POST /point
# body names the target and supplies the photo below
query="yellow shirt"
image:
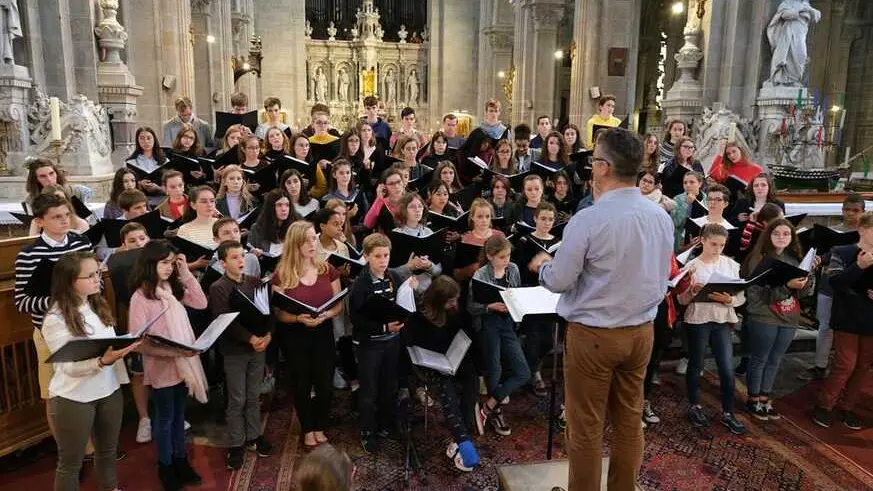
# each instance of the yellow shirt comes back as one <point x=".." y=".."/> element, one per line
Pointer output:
<point x="612" y="122"/>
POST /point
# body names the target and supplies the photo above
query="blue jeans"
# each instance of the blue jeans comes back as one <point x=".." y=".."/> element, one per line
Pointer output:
<point x="718" y="336"/>
<point x="169" y="427"/>
<point x="767" y="346"/>
<point x="499" y="338"/>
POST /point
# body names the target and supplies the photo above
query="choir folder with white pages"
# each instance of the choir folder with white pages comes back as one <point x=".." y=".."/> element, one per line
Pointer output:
<point x="79" y="349"/>
<point x="206" y="340"/>
<point x="446" y="363"/>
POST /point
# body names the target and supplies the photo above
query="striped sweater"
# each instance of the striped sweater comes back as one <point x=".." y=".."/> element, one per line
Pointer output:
<point x="25" y="264"/>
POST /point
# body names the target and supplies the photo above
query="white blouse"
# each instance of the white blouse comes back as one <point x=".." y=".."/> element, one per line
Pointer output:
<point x="81" y="381"/>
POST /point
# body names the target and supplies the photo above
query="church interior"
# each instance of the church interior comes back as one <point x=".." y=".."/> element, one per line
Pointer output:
<point x="99" y="90"/>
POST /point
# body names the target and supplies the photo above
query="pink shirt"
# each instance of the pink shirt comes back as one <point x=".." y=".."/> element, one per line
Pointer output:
<point x="159" y="371"/>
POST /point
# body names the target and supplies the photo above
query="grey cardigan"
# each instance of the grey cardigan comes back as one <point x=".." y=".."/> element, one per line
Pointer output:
<point x="486" y="273"/>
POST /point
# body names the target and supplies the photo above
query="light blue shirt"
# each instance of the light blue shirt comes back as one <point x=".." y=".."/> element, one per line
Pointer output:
<point x="616" y="270"/>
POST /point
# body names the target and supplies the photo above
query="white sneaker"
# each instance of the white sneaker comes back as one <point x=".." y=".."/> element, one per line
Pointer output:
<point x="144" y="431"/>
<point x="338" y="381"/>
<point x="682" y="367"/>
<point x="422" y="397"/>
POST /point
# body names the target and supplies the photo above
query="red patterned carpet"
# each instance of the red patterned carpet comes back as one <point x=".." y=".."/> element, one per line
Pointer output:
<point x="783" y="455"/>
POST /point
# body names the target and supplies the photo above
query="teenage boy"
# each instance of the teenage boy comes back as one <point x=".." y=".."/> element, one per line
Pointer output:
<point x="53" y="215"/>
<point x="378" y="342"/>
<point x="120" y="266"/>
<point x="273" y="110"/>
<point x="524" y="154"/>
<point x="381" y="129"/>
<point x="544" y="127"/>
<point x="227" y="229"/>
<point x="450" y="129"/>
<point x="244" y="359"/>
<point x="853" y="208"/>
<point x="133" y="203"/>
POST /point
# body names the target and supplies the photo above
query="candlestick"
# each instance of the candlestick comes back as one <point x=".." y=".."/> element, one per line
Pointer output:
<point x="55" y="107"/>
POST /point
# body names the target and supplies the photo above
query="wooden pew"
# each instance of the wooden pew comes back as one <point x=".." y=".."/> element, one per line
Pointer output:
<point x="22" y="412"/>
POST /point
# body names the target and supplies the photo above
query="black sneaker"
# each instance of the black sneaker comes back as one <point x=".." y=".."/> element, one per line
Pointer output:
<point x="822" y="417"/>
<point x="234" y="458"/>
<point x="740" y="371"/>
<point x="698" y="416"/>
<point x="813" y="373"/>
<point x="852" y="421"/>
<point x="757" y="409"/>
<point x="498" y="423"/>
<point x="369" y="442"/>
<point x="771" y="413"/>
<point x="732" y="423"/>
<point x="261" y="446"/>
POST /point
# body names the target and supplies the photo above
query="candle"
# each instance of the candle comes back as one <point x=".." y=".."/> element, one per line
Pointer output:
<point x="55" y="106"/>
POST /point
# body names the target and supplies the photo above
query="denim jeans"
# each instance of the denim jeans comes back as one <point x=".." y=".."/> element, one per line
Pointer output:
<point x="718" y="336"/>
<point x="169" y="427"/>
<point x="499" y="338"/>
<point x="767" y="346"/>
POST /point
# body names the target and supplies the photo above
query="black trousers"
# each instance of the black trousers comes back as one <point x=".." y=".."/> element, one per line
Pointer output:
<point x="663" y="338"/>
<point x="377" y="374"/>
<point x="310" y="359"/>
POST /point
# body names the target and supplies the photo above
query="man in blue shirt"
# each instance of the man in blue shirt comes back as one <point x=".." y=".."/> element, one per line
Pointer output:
<point x="611" y="282"/>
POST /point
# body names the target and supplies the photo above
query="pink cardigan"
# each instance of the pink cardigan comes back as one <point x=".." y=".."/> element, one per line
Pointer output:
<point x="160" y="371"/>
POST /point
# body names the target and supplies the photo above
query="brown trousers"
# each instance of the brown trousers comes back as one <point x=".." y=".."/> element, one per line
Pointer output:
<point x="603" y="374"/>
<point x="850" y="373"/>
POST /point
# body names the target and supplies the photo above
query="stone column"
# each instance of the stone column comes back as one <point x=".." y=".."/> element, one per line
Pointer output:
<point x="684" y="99"/>
<point x="117" y="88"/>
<point x="283" y="75"/>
* * *
• _EXERCISE PROMPT_: Please return the records as they stand, word for word, with no pictures.

• _ANSWER BOX_:
POST /point
# body names the target and supplies the photo below
query="yellow shirt"
image:
# each instance of the yellow shirt comes back as one <point x=".." y=".."/> element, one per line
Pointer output:
<point x="612" y="122"/>
POST /point
# body names the target and supplies the photo above
query="blue jeans"
# each instance of the blue jeans comes back as one <point x=".." y=".."/> element, one per line
Pointer output:
<point x="718" y="336"/>
<point x="169" y="427"/>
<point x="767" y="346"/>
<point x="499" y="338"/>
POST /point
# body names the target and supplies the photo above
query="choir folder with white pages"
# each instance of the choir folder with white pages comes back as one <point x=".." y=".."/> element, one per line
Pointer output:
<point x="79" y="349"/>
<point x="206" y="340"/>
<point x="446" y="363"/>
POST /point
# body names the target and supplies the photo above
query="striped sweater"
# each instance of the striped sweater comes back as one <point x=".." y=".."/> element, one per line
Pointer output:
<point x="25" y="264"/>
POST /point
# body names the target and supplies the photo above
query="white blouse"
# each instance of the white blouse comes back as one <point x=".." y=".."/> element, one per line
Pointer output:
<point x="81" y="381"/>
POST /point
# body names the target and supplies the photo above
query="church interior"
# each instance of the church interior comes back as one <point x=".." y=".."/> element, one per line
Pointer output:
<point x="99" y="90"/>
POST /point
# body names the target and supplies the photo above
query="pink shirt"
# each instance of the pink shirt comes back as one <point x=".." y=".."/> element, one per line
Pointer output:
<point x="159" y="371"/>
POST /point
# body names the target and supplies the photo above
query="grey cardigan"
# each instance of the grey cardigan comes back as one <point x=".." y=".."/> element, one per line
Pointer output:
<point x="486" y="273"/>
POST /point
# body names the target and supplies the photo above
query="light blue shirt"
# each instance of the light blue shirt comes back as one <point x=".." y=".."/> element, one per line
Pointer output:
<point x="616" y="270"/>
POST /point
# body names the target and supplies the photo above
query="white sneaker"
# each instance of the white sneaker comes back as one <point x=".." y=".."/> element, one per line
Pointer output:
<point x="144" y="431"/>
<point x="338" y="381"/>
<point x="682" y="367"/>
<point x="422" y="397"/>
POST /point
# body names the target and supplies the photo above
query="red patterned carpet"
# each instance of the red patterned carpet comes back as one <point x=".." y=".."/> element, one per line
Pointer output:
<point x="783" y="455"/>
POST /point
# body names the target and supplies the photo above
query="teenage boy"
# each instance of the teenage boy comes back as one <point x=".." y=".."/> element, one per line
Pointer output:
<point x="53" y="215"/>
<point x="378" y="342"/>
<point x="120" y="266"/>
<point x="273" y="110"/>
<point x="524" y="154"/>
<point x="381" y="129"/>
<point x="544" y="127"/>
<point x="227" y="229"/>
<point x="450" y="129"/>
<point x="244" y="359"/>
<point x="853" y="208"/>
<point x="133" y="203"/>
POST /point
# body names the target and supplies the photo above
query="candlestick"
# each instance of the candlestick comes back as one <point x=".." y=".."/> element, one per line
Pointer output:
<point x="55" y="107"/>
POST /point
# body names the target and supplies the photo above
query="wooden pew"
# each instance of the wooden pew comes back as one <point x=".." y=".."/> element, one per line
Pointer output:
<point x="22" y="412"/>
POST /point
# body names the target and supplies the photo above
query="black sneaker"
# each instance of the black sneaker comes back as one <point x=".." y=".."/> element, one per line
Pointer output:
<point x="822" y="417"/>
<point x="234" y="458"/>
<point x="740" y="371"/>
<point x="698" y="416"/>
<point x="813" y="373"/>
<point x="852" y="421"/>
<point x="757" y="409"/>
<point x="498" y="423"/>
<point x="369" y="442"/>
<point x="771" y="413"/>
<point x="732" y="423"/>
<point x="261" y="446"/>
POST /point
# body names the target and supplies the photo above
query="candle"
# each instance of the candle comes back as one <point x=".." y=".."/> element, one per line
Pointer output:
<point x="55" y="106"/>
POST /point
# body names the target and supplies the photo above
query="denim jeans"
# each instance of the denim jeans comes back as one <point x=".." y=".."/> element, one per line
Pointer output:
<point x="718" y="336"/>
<point x="169" y="427"/>
<point x="499" y="338"/>
<point x="767" y="346"/>
POST /point
# body names the target and supplies the photo above
query="black trousers"
# each instance of the black trousers comes back as one <point x=".." y=".."/> element, one per line
Pointer output:
<point x="663" y="338"/>
<point x="377" y="374"/>
<point x="310" y="359"/>
POST /point
# body names the target and supplies the photo above
query="man in blue shirt"
# each instance of the man in blue shirt comes back as one <point x=".." y=".."/> element, one per line
Pointer output:
<point x="611" y="282"/>
POST /point
# body names the target and supplies the photo above
query="pink cardigan"
# each instance of the pink cardigan comes back as one <point x=".." y=".."/> element, one per line
Pointer output:
<point x="160" y="371"/>
POST /point
# body names the target and supplies the photo above
query="brown trousers"
# each instance of the brown trousers comes back as one <point x=".." y=".."/> element, one per line
Pointer output:
<point x="603" y="374"/>
<point x="850" y="373"/>
POST /point
# body names the target and supplies the photo above
query="stone column"
# each instance of the stone column comes back as one <point x=".." y=".."/> element, one per line
Pointer output:
<point x="684" y="99"/>
<point x="117" y="88"/>
<point x="283" y="75"/>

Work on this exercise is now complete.